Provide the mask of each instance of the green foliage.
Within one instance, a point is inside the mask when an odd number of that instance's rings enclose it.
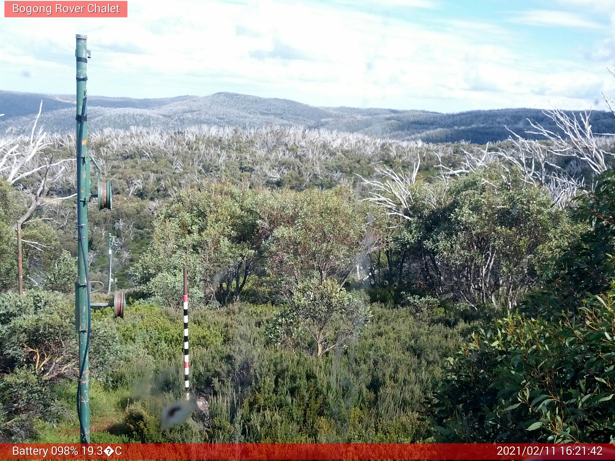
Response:
[[[578,318],[515,313],[475,334],[438,396],[447,441],[615,441],[613,293]]]
[[[210,404],[210,441],[429,439],[424,398],[469,325],[450,328],[375,306],[373,320],[343,352],[317,358],[266,345],[264,313],[247,304],[209,313],[227,326],[229,339],[191,349],[195,392]]]
[[[446,440],[614,441],[614,177],[581,199],[574,216],[590,229],[552,261],[545,288],[450,359],[436,404]]]
[[[60,293],[0,294],[0,438],[26,439],[34,421],[59,417],[53,386],[78,374],[74,316]],[[114,329],[93,319],[90,376],[110,384],[126,358]]]
[[[45,274],[44,287],[65,293],[74,291],[77,280],[77,258],[63,250],[54,266]]]
[[[42,371],[27,366],[0,376],[0,442],[27,440],[34,421],[58,417],[55,396]]]
[[[295,290],[288,309],[274,317],[266,334],[274,344],[293,350],[312,350],[320,357],[347,347],[371,315],[368,305],[340,288],[335,280],[307,280]]]
[[[224,185],[182,191],[159,213],[151,244],[134,269],[135,281],[164,299],[188,264],[191,286],[221,304],[237,301],[257,265],[255,226],[248,192]],[[174,286],[179,295],[183,284]],[[181,299],[165,301],[177,305]]]
[[[172,360],[183,354],[183,321],[181,317],[165,312],[156,304],[135,304],[130,315],[118,322],[117,330],[125,343],[134,343],[157,361]],[[199,317],[192,318],[190,347],[209,347],[220,344],[220,331]]]
[[[301,193],[283,191],[259,203],[267,269],[279,290],[304,278],[343,283],[356,265],[377,246],[370,219],[372,208],[347,187]]]
[[[581,196],[573,217],[582,232],[565,246],[565,251],[546,268],[546,288],[536,293],[525,309],[541,316],[574,315],[587,293],[608,290],[615,278],[615,170],[597,178],[593,193]]]
[[[404,272],[412,290],[501,309],[539,283],[555,242],[571,234],[566,214],[515,170],[503,172],[496,164],[468,174],[445,194],[441,183],[413,185],[406,234],[394,240],[420,262]]]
+++++
Put every line of the data above into a Markdown table with the columns Row and Line, numbering each row and skipping blank lines. Leave the pictures out.

| Row | Line |
|---|---|
| 1 | Provide the mask of each instance of the green foliage. |
| 2 | Within one instance, a point is inside the mask when an odd number of that instance's rings enclose it. |
| 3 | Response: |
| 4 | [[[578,318],[515,313],[475,334],[438,396],[447,441],[615,441],[613,293]]] |
| 5 | [[[210,404],[210,441],[429,439],[424,398],[469,325],[450,328],[375,306],[373,320],[343,352],[317,358],[266,345],[264,313],[247,304],[209,313],[227,326],[229,339],[191,349],[195,392]]] |
| 6 | [[[446,440],[614,441],[614,177],[581,199],[574,216],[590,229],[552,261],[545,288],[450,359],[436,404]]] |
| 7 | [[[60,293],[0,294],[0,438],[26,439],[34,421],[59,417],[53,386],[78,374],[74,316]],[[114,329],[93,319],[90,376],[110,384],[126,358]]] |
| 8 | [[[45,274],[44,287],[65,293],[74,291],[77,280],[77,258],[63,250],[54,266]]] |
| 9 | [[[42,371],[27,366],[0,376],[0,442],[27,440],[34,421],[58,417],[55,396]]] |
| 10 | [[[295,290],[288,309],[274,317],[266,334],[274,344],[293,350],[312,350],[320,357],[347,347],[371,315],[368,305],[340,288],[335,280],[307,280]]] |
| 11 | [[[224,185],[182,191],[159,213],[151,244],[134,269],[135,281],[164,299],[188,264],[191,286],[221,304],[237,301],[257,265],[255,226],[248,192]],[[174,286],[179,295],[183,284]],[[181,299],[165,301],[177,305]]] |
| 12 | [[[172,360],[183,354],[183,321],[181,317],[165,312],[156,304],[135,304],[130,315],[118,322],[117,330],[125,343],[134,343],[157,361]],[[199,317],[192,318],[190,347],[209,347],[220,344],[220,331]]] |
| 13 | [[[301,193],[283,191],[259,203],[267,269],[279,290],[304,278],[343,283],[356,265],[377,246],[370,219],[372,208],[347,187]]] |
| 14 | [[[581,196],[573,217],[582,232],[565,246],[565,251],[546,268],[546,288],[536,293],[525,309],[541,316],[574,315],[587,293],[608,290],[615,278],[615,170],[597,178],[593,193]]] |
| 15 | [[[404,272],[412,290],[501,309],[539,283],[555,242],[571,234],[566,214],[515,170],[503,172],[496,164],[468,174],[445,194],[441,183],[413,185],[406,234],[394,240],[420,262]]] |